→ **What is asked**: Copy exactly the lines of the listing between the line holding "dark blue shorts?" and the line holding "[[[96,26],[80,22],[65,41],[79,68],[94,66],[106,58],[100,31]]]", inclusive.

→ **Extracted material**:

----------------------------------------

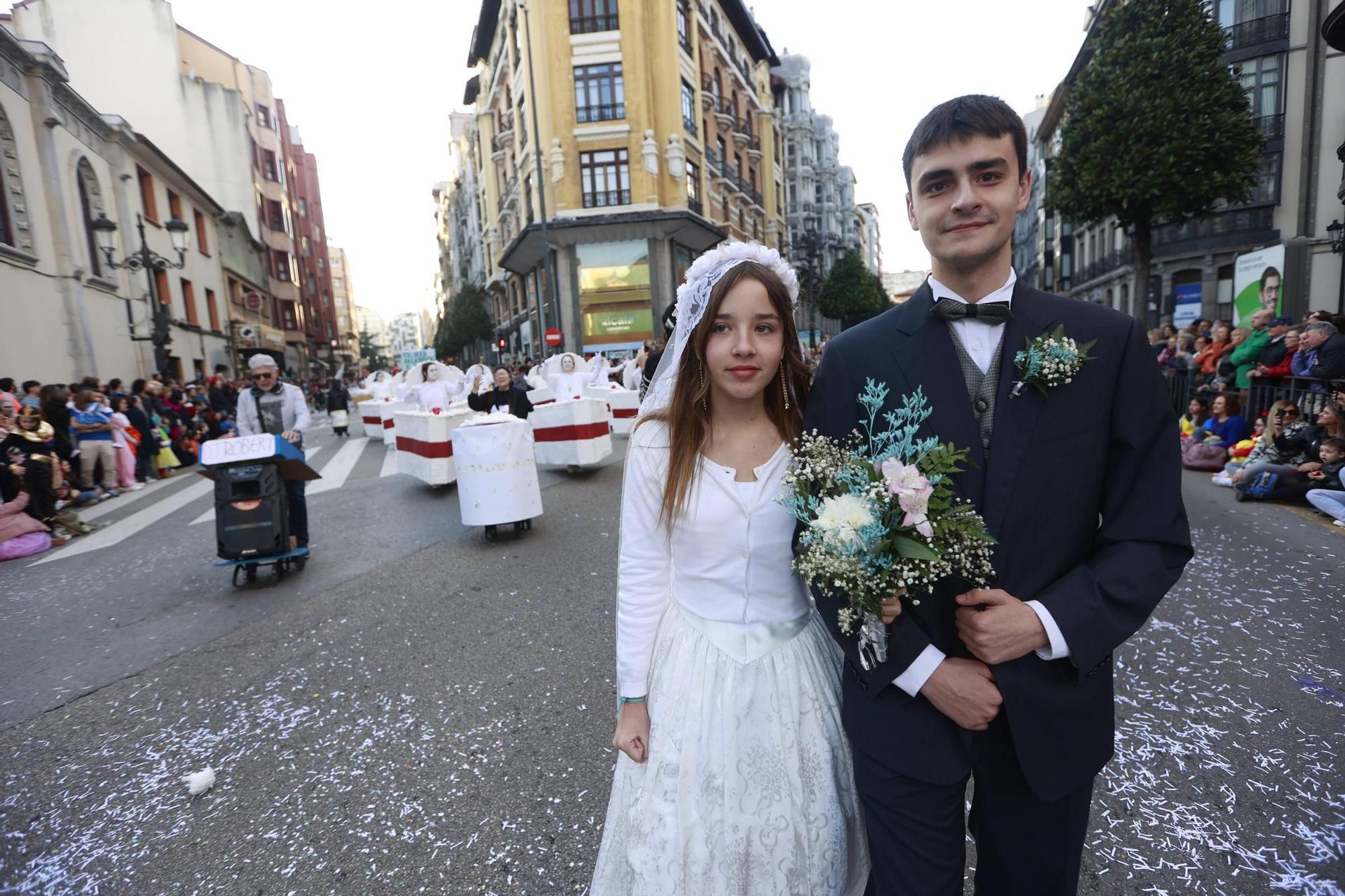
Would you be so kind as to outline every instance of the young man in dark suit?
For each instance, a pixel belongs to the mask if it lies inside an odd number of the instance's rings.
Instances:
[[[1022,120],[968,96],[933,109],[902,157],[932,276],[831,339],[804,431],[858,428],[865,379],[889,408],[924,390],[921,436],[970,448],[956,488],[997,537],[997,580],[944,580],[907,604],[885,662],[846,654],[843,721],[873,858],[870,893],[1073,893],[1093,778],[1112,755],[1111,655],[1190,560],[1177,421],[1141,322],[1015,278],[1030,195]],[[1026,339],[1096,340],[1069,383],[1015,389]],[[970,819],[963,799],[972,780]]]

----------------------------------------

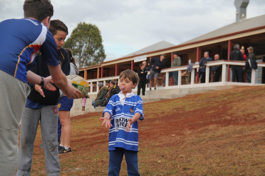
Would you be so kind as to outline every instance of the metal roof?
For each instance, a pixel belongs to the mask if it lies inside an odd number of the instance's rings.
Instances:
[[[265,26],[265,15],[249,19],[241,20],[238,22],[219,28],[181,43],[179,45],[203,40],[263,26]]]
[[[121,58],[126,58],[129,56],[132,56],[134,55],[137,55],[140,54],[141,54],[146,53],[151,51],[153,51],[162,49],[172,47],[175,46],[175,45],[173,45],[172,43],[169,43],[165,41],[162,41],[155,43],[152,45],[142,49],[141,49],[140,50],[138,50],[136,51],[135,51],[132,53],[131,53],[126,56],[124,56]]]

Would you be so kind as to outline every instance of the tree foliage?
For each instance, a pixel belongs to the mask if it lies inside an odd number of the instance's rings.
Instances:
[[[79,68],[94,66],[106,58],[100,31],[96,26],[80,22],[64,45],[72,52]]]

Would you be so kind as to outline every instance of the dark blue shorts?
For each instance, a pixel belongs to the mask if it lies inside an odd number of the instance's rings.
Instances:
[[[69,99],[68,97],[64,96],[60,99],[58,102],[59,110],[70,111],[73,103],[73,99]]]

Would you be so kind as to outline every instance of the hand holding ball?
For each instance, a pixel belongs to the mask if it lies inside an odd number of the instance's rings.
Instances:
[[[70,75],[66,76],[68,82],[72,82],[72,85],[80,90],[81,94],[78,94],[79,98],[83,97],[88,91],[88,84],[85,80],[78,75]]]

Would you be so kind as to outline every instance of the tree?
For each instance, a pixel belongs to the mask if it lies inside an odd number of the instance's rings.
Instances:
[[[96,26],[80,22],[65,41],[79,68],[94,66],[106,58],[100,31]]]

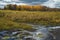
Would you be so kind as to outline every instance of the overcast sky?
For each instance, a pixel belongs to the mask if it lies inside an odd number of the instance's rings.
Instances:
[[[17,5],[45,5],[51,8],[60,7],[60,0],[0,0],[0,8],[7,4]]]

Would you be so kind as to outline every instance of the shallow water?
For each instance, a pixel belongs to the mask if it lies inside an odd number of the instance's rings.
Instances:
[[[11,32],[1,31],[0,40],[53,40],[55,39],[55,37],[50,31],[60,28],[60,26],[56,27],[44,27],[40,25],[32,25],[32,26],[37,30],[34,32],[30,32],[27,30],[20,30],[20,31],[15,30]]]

----------------------------------------

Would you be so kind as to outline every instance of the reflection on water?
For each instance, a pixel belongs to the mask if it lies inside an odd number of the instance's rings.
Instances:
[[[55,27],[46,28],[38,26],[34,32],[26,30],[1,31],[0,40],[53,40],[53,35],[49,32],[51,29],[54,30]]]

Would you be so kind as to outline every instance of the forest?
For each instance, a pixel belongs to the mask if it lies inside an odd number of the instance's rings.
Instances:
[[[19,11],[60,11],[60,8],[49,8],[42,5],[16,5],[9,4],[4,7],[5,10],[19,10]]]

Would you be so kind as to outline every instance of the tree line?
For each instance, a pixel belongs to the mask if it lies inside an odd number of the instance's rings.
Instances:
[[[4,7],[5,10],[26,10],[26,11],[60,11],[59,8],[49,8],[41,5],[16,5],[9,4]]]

----------------------------------------

→ **Answer to the problem**:
Would you be so kind as to outline every instance of the dark blue shorts?
For each instance, a pixel belongs to the mask if it lies inside an odd number of the instance's rings.
Instances:
[[[69,99],[68,97],[64,96],[60,99],[58,102],[59,110],[70,111],[73,103],[73,99]]]

Would you be so kind as to outline every instance of the hand holding ball?
For each instance, a pixel belongs to the mask if it lies inside an odd number of the instance's rings.
Instances:
[[[70,75],[66,76],[68,82],[72,82],[72,85],[80,90],[81,94],[78,94],[79,98],[83,97],[88,91],[88,84],[85,80],[78,75]]]

Would you be so kind as to outline every instance of the tree?
For each instance, a pixel belongs to the mask if it lies inside an odd number of the instance's rings.
Instances:
[[[96,26],[80,22],[65,41],[79,68],[94,66],[106,58],[100,31]]]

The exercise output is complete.